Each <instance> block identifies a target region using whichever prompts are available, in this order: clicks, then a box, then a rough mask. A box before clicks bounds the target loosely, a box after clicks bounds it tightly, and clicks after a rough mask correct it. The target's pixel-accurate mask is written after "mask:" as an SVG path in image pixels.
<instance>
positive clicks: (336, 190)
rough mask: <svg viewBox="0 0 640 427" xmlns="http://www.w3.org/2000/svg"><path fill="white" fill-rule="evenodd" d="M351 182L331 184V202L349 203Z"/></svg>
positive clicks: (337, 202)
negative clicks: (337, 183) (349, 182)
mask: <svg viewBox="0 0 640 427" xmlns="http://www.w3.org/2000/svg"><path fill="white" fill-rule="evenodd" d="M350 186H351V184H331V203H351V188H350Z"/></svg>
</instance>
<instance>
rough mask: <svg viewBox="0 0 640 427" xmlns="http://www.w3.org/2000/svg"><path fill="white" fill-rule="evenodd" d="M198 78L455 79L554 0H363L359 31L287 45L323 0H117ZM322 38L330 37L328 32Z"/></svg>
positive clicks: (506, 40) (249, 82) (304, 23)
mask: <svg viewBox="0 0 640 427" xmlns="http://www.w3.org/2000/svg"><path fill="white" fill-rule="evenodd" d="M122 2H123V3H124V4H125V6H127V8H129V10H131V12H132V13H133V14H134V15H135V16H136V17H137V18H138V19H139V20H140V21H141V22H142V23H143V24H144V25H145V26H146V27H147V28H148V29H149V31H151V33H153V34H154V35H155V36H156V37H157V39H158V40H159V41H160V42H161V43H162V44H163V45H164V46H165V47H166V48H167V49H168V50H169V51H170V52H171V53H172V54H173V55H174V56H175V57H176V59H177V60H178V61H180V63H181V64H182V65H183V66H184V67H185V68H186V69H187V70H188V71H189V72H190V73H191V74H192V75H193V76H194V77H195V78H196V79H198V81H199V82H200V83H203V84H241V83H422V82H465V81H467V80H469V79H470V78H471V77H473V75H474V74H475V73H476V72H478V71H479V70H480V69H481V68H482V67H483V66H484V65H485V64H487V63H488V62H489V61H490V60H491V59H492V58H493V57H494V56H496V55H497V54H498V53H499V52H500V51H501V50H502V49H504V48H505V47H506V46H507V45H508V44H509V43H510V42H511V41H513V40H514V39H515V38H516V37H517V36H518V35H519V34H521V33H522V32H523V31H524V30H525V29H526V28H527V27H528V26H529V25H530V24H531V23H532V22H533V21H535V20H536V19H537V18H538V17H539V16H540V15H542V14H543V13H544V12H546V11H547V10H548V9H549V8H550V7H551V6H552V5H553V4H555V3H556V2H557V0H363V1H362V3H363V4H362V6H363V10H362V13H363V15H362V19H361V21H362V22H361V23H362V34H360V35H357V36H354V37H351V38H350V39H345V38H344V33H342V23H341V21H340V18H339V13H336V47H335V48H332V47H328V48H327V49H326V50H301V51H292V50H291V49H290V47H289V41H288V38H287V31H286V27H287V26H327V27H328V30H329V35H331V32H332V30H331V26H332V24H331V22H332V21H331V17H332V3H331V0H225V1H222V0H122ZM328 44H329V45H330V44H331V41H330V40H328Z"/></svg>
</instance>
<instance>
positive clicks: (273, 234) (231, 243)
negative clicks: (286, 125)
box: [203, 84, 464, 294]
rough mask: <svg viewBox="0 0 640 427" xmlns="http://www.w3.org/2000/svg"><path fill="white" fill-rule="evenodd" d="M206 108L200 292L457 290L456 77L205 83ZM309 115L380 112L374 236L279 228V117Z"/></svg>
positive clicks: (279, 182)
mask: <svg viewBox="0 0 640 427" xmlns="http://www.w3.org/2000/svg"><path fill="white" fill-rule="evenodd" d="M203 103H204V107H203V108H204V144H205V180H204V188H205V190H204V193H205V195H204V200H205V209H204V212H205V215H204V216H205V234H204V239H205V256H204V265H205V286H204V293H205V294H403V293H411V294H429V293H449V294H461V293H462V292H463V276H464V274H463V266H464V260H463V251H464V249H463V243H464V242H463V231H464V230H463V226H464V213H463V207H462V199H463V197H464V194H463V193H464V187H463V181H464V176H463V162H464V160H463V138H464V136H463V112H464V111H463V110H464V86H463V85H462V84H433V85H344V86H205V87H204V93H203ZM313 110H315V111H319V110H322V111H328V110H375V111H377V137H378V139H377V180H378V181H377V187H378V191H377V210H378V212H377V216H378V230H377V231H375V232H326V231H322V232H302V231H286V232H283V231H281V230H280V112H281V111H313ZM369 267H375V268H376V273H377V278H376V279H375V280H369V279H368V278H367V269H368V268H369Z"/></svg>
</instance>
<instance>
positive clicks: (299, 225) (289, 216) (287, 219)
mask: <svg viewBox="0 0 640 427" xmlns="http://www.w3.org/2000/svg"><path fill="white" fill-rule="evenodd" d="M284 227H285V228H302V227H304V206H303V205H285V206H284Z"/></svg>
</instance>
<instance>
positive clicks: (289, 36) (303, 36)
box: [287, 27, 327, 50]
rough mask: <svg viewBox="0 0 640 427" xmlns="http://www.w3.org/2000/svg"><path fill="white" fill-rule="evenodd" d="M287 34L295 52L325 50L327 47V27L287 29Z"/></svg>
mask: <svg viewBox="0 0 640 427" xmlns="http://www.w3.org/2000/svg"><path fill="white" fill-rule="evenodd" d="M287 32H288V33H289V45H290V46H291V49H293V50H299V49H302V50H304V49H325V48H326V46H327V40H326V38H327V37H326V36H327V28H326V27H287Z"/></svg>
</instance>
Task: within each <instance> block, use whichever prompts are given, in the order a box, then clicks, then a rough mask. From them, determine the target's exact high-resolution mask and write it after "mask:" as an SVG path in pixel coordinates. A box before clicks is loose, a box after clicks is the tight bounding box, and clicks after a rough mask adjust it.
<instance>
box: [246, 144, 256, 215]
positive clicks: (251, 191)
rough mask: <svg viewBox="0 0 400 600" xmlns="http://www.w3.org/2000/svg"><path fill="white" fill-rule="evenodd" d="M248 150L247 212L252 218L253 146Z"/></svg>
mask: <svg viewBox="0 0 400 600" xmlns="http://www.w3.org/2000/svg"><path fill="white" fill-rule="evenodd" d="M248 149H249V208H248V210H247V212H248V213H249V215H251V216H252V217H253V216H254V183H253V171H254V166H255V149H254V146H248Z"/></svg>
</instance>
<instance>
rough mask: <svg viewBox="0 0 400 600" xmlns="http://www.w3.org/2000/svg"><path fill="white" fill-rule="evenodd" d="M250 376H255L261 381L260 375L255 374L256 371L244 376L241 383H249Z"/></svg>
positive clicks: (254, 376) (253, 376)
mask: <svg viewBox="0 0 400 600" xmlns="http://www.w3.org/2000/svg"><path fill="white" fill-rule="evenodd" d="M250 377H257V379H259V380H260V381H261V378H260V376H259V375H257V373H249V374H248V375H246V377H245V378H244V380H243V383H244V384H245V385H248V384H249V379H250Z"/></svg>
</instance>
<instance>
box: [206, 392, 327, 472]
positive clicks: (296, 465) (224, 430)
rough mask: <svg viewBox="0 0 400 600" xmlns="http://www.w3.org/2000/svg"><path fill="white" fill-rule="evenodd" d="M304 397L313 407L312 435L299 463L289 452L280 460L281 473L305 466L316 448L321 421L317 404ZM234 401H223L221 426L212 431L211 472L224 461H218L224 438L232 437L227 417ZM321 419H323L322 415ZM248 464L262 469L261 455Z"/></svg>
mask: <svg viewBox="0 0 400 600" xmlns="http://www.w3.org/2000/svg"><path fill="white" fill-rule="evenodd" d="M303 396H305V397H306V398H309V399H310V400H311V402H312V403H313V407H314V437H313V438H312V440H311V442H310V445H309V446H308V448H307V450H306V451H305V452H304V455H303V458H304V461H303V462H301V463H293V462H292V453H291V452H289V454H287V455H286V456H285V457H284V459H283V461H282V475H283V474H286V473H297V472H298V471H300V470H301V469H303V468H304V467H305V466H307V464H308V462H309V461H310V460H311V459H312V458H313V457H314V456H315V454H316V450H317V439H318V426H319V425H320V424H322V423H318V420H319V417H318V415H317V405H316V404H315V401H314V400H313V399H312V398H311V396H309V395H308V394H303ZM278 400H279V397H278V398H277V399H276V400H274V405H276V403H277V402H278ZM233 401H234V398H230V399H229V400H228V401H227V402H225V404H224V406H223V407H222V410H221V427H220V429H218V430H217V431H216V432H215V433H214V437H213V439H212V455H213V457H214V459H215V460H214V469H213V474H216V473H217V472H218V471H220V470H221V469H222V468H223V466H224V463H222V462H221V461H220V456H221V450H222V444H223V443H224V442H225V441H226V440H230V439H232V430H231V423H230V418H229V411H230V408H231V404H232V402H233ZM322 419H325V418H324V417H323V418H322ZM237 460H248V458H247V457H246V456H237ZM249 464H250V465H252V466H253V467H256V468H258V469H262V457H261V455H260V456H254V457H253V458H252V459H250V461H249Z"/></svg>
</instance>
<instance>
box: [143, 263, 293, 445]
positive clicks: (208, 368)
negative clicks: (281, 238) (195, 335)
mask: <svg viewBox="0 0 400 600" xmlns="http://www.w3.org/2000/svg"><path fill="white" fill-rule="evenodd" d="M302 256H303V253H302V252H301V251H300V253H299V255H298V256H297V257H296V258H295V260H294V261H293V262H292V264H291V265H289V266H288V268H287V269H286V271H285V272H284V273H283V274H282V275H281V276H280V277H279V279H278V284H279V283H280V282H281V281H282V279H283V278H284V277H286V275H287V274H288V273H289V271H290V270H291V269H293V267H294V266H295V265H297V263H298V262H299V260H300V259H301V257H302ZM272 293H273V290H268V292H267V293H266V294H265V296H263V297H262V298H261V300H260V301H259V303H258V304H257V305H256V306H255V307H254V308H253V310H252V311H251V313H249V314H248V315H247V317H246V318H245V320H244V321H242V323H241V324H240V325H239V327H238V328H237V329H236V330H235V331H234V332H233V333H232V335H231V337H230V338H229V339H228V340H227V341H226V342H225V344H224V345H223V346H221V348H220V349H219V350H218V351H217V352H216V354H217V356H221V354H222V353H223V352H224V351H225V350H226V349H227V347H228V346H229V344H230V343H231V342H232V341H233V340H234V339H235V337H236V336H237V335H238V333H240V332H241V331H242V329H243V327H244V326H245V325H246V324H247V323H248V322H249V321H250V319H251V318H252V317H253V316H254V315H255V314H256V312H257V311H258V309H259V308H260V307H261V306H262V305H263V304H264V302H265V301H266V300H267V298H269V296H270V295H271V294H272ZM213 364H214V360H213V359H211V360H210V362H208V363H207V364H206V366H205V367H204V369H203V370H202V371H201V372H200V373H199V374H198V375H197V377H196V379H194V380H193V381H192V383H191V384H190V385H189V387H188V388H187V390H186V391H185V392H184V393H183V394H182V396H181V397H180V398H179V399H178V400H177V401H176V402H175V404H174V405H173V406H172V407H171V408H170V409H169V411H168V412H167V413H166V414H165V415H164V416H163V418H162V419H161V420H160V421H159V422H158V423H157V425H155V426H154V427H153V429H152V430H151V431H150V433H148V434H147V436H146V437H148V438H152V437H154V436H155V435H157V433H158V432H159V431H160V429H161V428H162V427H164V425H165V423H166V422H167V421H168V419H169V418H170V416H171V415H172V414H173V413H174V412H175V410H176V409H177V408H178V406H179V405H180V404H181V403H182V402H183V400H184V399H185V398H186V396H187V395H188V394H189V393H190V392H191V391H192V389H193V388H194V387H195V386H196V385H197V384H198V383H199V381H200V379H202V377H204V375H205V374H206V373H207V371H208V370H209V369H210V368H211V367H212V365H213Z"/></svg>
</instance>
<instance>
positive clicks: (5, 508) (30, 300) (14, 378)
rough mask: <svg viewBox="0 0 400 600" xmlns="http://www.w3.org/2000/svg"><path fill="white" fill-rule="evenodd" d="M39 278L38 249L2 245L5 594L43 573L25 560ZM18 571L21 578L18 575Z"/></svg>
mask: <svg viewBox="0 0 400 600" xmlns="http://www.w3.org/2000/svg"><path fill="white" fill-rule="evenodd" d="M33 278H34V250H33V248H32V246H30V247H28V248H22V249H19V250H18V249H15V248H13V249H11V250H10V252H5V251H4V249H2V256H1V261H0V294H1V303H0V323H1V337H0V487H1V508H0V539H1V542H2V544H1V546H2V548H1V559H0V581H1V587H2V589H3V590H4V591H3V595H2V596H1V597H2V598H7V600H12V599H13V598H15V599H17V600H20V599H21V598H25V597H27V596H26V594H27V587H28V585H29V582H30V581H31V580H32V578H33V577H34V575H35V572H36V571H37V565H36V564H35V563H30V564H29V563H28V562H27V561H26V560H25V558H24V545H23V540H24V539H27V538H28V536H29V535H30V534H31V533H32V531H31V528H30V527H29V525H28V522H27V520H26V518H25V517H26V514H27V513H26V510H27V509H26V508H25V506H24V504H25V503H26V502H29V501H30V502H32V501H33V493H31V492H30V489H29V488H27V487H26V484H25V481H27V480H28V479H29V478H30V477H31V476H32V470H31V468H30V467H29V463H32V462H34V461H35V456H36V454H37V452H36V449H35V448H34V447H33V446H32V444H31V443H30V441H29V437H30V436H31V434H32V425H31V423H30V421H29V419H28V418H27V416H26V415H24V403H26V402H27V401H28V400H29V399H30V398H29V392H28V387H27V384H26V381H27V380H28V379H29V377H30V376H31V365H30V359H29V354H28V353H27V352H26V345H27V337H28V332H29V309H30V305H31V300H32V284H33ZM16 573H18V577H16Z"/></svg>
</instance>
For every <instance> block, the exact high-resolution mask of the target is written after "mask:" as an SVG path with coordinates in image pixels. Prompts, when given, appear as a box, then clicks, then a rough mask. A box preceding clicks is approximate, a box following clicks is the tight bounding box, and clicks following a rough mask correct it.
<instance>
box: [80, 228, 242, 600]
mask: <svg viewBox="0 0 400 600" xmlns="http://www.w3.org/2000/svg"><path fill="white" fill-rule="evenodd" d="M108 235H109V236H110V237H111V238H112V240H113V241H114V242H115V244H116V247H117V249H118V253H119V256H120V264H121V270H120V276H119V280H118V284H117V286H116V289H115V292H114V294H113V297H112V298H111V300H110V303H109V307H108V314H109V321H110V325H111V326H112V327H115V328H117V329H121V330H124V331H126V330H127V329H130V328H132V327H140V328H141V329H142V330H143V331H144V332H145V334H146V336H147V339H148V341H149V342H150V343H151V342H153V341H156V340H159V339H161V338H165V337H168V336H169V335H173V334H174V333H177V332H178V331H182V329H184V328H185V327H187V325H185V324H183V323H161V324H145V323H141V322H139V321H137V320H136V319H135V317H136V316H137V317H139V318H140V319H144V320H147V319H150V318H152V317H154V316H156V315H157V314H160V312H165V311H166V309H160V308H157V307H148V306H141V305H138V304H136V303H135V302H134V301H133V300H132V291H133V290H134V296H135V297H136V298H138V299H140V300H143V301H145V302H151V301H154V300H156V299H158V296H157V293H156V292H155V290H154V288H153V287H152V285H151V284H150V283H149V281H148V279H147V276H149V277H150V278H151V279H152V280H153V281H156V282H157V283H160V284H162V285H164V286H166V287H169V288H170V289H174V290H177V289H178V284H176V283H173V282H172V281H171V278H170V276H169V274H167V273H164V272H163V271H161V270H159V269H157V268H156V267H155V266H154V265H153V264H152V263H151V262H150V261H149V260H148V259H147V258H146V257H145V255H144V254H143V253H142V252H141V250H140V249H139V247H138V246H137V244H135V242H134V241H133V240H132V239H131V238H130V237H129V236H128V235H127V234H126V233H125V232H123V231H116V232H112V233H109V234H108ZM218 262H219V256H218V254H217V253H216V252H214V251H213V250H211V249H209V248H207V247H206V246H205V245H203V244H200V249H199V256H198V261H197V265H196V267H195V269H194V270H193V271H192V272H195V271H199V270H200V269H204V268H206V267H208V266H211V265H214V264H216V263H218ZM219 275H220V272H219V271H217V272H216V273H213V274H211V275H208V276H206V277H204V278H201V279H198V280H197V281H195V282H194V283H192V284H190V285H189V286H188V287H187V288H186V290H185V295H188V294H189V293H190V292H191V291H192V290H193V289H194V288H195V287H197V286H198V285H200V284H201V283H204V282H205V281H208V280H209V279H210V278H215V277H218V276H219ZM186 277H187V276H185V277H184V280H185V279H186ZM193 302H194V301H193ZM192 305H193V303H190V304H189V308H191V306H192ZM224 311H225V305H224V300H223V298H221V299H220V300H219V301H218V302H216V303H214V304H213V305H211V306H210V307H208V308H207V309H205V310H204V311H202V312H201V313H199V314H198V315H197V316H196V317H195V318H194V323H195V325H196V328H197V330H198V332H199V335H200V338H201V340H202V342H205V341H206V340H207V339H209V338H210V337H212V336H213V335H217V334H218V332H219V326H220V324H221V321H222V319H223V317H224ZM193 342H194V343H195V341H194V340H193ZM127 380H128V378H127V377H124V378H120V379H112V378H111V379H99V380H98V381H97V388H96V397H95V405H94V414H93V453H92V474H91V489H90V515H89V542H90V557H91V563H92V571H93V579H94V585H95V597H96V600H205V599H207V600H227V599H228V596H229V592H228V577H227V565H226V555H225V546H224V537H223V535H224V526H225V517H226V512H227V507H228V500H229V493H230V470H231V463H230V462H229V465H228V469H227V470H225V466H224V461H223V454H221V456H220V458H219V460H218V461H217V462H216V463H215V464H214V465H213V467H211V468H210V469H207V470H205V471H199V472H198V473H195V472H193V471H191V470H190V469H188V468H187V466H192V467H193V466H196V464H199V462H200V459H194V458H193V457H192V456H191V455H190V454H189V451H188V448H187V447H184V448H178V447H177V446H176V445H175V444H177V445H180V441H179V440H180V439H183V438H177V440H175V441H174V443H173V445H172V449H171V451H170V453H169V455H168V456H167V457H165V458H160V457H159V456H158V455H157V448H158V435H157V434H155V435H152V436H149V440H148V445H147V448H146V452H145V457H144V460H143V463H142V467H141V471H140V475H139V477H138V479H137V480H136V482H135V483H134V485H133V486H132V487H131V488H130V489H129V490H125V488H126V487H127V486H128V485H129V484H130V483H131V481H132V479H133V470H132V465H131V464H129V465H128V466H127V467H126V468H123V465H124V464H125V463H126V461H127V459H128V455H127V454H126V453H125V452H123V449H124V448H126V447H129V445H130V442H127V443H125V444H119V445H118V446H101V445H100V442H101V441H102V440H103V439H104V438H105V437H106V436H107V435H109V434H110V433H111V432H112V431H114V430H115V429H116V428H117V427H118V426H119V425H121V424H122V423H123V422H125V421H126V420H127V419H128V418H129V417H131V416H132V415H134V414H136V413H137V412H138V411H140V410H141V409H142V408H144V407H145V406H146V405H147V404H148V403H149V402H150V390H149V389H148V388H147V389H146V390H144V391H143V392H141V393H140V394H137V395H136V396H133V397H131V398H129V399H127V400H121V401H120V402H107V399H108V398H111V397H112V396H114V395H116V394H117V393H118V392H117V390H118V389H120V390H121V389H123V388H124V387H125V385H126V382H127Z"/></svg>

________________

### WORK ORDER
Within the data above, the lines from the one with "negative clicks: (286, 125)" to the one with "108L200 292L457 290L456" must be repeated exactly; no other line belongs in the answer.

### ANSWER BOX
negative clicks: (286, 125)
box: [203, 84, 464, 294]
rough mask: <svg viewBox="0 0 640 427" xmlns="http://www.w3.org/2000/svg"><path fill="white" fill-rule="evenodd" d="M206 108L200 292L457 290L456 77L205 83ZM309 115L380 112L374 236L279 228V117Z"/></svg>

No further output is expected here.